*Source document:*
────────────────

I get off the bus one stop before the bus terminal and head straight to the main Jain temple of town. This temple goes by the grand name of Shri Digamber Jain Atishaya Kshetra Choubeesee Bara Mandir. A couple of women get off the bus with me.
‘Our house is on the way to the temple. You can come with us,’ says the older woman. The younger woman walks with a toddler who is obviously her son. ‘Can you carry this for us?’ adds the older woman and points to me a large bag.
Instantly I am turned into a porter, a position I willingly accept. We chat as we walk through little lanes bordered by old houses. Some of these are built of stone, a true indication of their age. Chanderi is truly one of those towns with a glorious history, seen even today in medieval monuments that stand here and there across town. Yet it remains a forgotten town of modern India. Essentially, it preserves its beginnings without modern fanfare. This is exactly the sort of town a traveller dreams of visiting.

────────────────

*Information provided:*
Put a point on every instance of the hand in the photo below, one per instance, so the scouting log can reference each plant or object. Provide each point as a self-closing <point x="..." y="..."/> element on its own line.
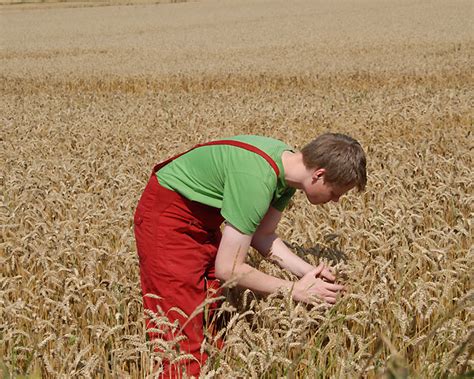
<point x="313" y="285"/>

────────────────

*Direction:* Please list every person in the Chanderi travel passage who gets off the bus with the narrator or walks along toward the temple. The data has no role in this exercise.

*Solution below:*
- The older woman
- The younger woman
- The toddler, the younger woman's son